## Record extracts

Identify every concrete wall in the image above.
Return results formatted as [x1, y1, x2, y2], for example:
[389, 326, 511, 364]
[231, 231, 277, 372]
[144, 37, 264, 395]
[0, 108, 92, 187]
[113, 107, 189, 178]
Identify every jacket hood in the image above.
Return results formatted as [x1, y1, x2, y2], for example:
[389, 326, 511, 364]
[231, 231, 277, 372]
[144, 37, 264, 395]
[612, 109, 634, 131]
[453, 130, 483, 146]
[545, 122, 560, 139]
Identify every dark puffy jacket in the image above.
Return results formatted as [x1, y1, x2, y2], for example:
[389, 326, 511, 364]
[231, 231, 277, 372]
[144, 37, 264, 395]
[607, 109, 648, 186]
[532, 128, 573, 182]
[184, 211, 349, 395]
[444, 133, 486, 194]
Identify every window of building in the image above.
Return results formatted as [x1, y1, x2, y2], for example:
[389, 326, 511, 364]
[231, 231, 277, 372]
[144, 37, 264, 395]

* * *

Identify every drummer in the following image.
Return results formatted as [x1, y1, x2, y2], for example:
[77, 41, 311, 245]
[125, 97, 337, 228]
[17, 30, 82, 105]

==

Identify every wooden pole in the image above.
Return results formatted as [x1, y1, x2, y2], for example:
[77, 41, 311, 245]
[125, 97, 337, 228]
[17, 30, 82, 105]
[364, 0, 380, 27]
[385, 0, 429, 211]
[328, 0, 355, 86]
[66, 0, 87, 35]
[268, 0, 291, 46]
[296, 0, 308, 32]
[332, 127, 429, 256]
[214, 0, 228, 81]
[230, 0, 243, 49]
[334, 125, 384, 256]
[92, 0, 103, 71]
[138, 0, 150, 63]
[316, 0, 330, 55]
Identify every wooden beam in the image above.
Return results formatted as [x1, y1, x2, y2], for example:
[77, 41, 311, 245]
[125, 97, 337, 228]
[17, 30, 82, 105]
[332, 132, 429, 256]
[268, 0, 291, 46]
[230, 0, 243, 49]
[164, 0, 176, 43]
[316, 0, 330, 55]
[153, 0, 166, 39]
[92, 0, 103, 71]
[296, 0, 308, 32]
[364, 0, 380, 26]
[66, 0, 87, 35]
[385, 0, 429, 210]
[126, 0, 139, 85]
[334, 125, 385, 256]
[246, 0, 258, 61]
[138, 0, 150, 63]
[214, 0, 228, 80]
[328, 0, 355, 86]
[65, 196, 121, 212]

## Exercise
Only the lines containing "wooden" are needed; pull them out of the listing.

## Written answer
Identify every wooden pole in the image above.
Identify every wooden beam in the image above.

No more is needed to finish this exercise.